Aufgabenbeschreibung: Gib an, in wie vielen Zeilen der Datensätze unten das Wort „measured“ vorkommt. Nenne nur die Zahl.

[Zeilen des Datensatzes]
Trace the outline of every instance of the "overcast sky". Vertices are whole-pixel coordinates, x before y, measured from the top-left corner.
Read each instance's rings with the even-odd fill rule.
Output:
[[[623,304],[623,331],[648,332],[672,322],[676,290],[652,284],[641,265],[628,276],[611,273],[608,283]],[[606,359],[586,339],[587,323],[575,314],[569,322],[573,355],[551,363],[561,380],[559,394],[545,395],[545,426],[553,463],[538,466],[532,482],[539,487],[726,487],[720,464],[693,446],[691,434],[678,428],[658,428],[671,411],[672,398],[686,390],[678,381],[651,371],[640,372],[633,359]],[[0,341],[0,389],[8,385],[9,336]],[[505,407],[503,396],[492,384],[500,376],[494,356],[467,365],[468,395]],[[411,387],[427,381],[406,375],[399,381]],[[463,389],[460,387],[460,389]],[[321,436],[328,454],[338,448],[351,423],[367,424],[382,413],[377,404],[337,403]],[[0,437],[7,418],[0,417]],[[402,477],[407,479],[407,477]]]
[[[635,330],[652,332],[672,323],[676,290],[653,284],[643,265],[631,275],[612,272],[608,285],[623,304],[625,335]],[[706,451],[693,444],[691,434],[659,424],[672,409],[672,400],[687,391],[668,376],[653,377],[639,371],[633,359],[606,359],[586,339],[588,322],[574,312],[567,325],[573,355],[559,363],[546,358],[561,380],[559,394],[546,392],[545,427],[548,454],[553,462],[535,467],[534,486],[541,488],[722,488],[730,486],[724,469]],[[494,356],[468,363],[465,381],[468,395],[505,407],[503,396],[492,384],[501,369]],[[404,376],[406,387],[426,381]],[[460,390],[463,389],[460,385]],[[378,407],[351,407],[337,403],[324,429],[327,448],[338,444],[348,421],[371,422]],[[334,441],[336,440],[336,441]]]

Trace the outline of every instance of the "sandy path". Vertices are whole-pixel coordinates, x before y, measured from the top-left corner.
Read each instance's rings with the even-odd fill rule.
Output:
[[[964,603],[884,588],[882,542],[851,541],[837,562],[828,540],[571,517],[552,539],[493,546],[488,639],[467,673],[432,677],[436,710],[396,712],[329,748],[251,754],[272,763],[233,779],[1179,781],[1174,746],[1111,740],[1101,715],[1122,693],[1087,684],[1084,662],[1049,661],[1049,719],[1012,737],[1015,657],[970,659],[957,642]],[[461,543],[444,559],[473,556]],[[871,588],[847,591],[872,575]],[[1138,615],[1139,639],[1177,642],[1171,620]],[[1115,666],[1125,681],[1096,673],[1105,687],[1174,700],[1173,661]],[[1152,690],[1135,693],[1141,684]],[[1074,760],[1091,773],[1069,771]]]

Vollständige Antwort: 2